Source document:

- - - -

Now brethren of the priesthood, if you knew the processes by which these new programs came into being, you would know that this just didn’t come out of a brainstorm, the figment of somebody’s imagination; this was done after some of the most soulful praying and discussing that I believe I have ever experienced. We know, and we announced when it was given that this came from the Lord. This was an evidence of a thing that the Lord was giving us to do to meet a special need. But it troubles me when I read some of these things where sisters are pleading with us to try to do something to stimulate the activities where the bishops or stake presidents have not caught on to what it is all about.

In the early days of the Welfare Program, everywhere I went people were saying to me, “Brother Lee, how is the Welfare Program going?” And I would answer, “Just as well as the individual bishop of each ward makes it go. In some wards it is an absolute failure. In other wards it is going great guns.” And that is exactly what is happening with what we are now launching.

- - - -

Supplied data:
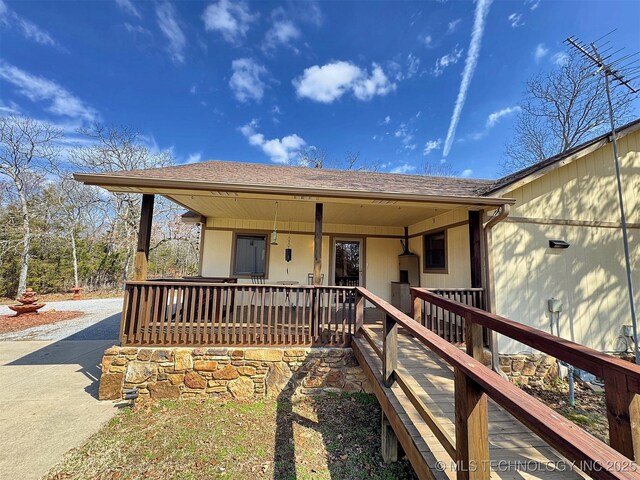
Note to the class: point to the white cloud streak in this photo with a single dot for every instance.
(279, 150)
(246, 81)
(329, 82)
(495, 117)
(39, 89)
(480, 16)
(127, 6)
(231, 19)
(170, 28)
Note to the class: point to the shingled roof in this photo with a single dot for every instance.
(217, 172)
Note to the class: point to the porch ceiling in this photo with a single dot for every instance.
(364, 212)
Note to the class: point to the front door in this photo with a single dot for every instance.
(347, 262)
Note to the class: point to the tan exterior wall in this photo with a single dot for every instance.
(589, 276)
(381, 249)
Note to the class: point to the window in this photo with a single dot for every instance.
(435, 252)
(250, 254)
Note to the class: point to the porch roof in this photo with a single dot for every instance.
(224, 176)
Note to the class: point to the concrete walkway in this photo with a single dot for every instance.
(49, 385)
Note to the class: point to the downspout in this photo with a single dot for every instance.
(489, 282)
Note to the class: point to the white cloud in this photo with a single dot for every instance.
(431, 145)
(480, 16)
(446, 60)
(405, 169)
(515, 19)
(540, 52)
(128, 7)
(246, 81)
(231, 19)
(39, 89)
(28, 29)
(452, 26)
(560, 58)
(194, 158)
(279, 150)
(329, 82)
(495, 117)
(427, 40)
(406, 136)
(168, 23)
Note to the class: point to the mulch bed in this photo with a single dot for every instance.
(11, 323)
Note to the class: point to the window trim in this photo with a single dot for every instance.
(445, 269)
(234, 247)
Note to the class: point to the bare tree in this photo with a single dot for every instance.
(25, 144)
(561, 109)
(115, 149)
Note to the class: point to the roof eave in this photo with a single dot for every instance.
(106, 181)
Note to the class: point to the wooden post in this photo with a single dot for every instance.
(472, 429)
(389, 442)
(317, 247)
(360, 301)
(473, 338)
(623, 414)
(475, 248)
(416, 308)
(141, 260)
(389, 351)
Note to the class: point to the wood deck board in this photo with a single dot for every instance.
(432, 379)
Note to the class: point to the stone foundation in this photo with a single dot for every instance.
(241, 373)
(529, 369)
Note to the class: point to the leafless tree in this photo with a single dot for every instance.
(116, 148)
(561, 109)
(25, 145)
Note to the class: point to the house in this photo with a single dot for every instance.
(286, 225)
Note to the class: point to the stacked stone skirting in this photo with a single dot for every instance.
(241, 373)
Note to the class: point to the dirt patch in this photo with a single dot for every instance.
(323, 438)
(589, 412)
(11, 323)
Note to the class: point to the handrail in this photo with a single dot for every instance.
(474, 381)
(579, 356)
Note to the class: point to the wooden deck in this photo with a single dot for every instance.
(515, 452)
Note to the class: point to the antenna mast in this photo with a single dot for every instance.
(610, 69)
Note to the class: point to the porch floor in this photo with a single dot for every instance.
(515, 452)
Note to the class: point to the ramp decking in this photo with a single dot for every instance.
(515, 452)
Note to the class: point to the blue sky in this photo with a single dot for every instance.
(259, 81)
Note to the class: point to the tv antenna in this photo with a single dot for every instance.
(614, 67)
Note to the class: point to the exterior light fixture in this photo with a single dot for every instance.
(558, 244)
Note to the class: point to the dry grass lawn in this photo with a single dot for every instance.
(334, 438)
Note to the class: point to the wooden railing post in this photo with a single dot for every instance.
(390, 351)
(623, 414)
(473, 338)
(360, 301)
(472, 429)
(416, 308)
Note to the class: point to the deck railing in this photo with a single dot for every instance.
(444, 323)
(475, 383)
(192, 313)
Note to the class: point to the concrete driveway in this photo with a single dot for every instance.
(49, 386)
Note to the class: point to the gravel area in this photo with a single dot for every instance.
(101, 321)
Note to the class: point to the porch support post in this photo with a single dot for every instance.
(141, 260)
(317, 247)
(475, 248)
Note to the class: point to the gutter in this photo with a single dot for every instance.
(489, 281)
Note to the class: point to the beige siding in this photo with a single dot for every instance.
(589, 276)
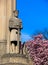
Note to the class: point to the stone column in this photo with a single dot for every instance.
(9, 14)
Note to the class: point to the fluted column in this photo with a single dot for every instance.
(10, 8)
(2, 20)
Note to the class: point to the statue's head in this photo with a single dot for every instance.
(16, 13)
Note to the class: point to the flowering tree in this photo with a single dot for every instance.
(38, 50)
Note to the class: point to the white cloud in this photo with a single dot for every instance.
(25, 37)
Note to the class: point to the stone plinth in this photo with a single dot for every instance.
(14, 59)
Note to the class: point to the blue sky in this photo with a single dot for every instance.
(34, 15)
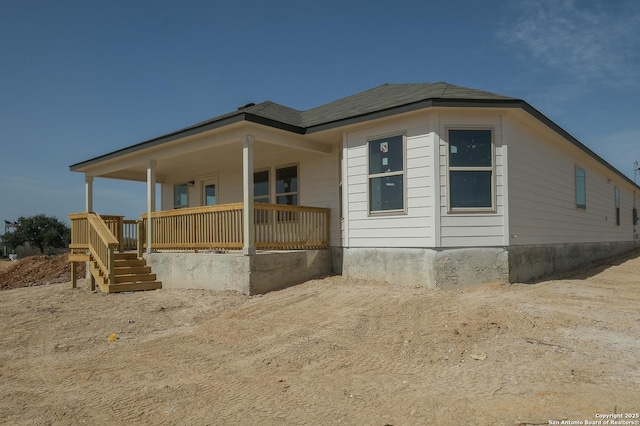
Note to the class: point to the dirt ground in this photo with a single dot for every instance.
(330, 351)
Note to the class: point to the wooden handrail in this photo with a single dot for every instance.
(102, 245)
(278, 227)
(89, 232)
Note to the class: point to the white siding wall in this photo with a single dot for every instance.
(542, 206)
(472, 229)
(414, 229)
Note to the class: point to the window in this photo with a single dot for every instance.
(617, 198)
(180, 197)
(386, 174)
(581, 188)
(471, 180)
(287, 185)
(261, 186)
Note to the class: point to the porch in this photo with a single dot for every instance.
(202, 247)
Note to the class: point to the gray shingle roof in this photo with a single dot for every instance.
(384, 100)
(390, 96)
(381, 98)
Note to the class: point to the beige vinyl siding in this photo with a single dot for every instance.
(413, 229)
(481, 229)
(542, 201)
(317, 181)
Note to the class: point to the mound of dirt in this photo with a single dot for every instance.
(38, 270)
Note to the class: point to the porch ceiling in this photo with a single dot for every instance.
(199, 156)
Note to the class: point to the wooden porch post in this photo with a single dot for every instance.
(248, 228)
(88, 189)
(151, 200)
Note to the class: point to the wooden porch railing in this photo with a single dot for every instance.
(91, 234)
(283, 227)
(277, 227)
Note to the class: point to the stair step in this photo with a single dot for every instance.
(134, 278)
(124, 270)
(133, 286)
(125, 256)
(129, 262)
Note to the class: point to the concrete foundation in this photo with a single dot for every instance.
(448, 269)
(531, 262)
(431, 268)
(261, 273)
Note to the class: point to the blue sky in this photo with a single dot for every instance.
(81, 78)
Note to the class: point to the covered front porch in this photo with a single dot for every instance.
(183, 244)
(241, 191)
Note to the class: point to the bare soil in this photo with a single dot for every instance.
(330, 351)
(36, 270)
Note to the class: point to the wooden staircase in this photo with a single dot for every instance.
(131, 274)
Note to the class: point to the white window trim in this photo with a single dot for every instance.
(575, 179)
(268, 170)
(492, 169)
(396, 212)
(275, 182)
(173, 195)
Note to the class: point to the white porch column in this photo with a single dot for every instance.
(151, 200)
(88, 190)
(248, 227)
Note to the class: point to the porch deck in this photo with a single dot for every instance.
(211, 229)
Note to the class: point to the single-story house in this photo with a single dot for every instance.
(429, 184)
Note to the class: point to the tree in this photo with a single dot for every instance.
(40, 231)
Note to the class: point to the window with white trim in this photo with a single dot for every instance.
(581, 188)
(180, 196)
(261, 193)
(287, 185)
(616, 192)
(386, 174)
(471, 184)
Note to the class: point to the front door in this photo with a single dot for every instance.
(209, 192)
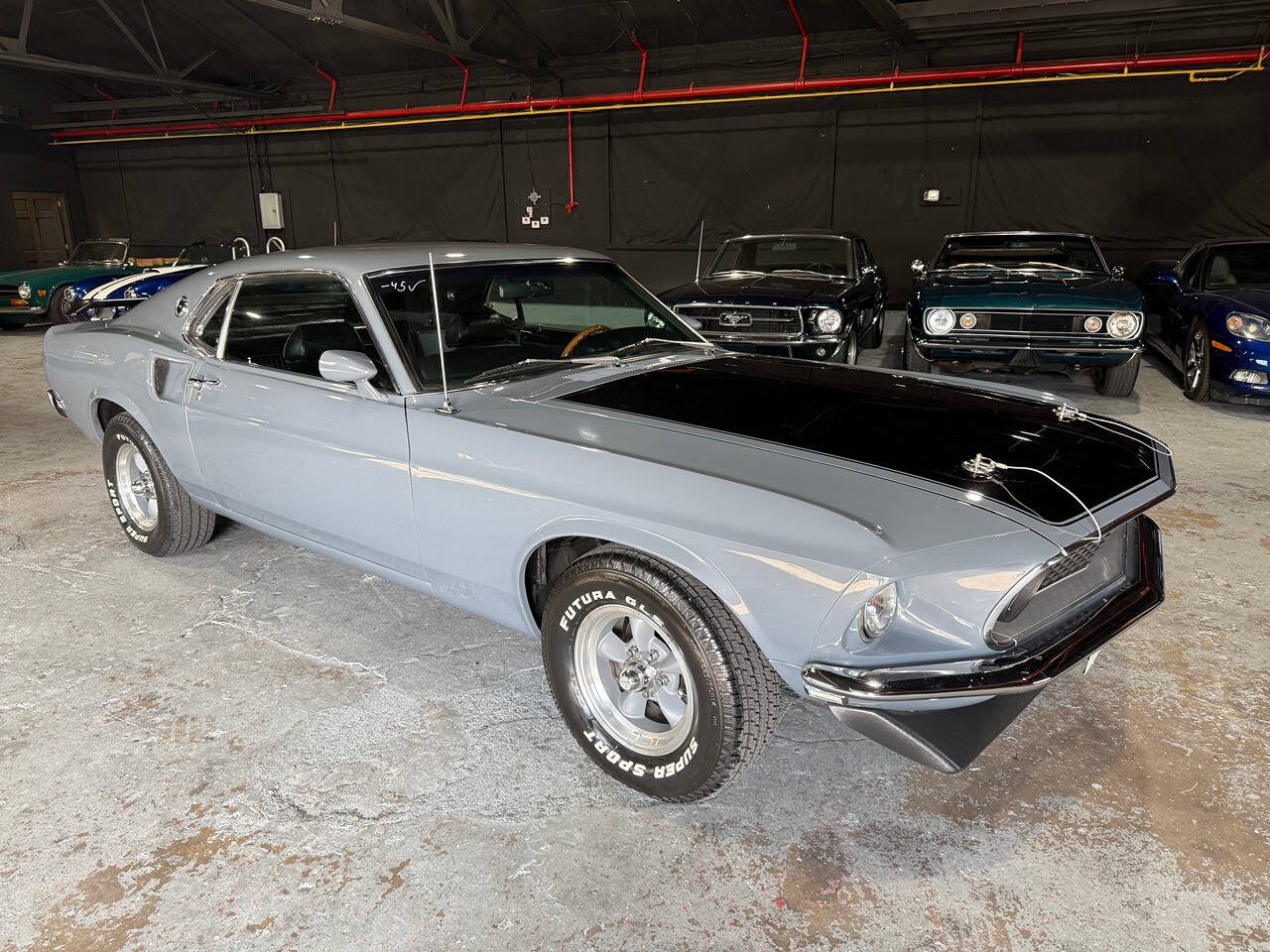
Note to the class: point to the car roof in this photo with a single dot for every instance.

- - - -

Task 1:
According to the priesthood address, why are the new programs not the product of a brainstorm? Answer in one to three sentences.
Task 2:
In the priesthood address, what did people ask Brother Lee in the early days of the Welfare Program?
Task 3:
Set down the passage of the priesthood address between "In the early" and "are now launching.", inclusive.

Exercise output 1:
The programs came about after some of the most soulful praying and discussing the speaker believes he has ever experienced. They were also announced as coming from the Lord to meet a special need.

Exercise output 2:
They asked, "Brother Lee, how is the Welfare Program going?"

Exercise output 3:
In the early days of the Welfare Program, everywhere I went people were saying to me, “Brother Lee, how is the Welfare Program going?” And I would answer, “Just as well as the individual bishop of each ward makes it go. In some wards it is an absolute failure. In other wards it is going great guns.” And that is exactly what is happening with what we are now launching.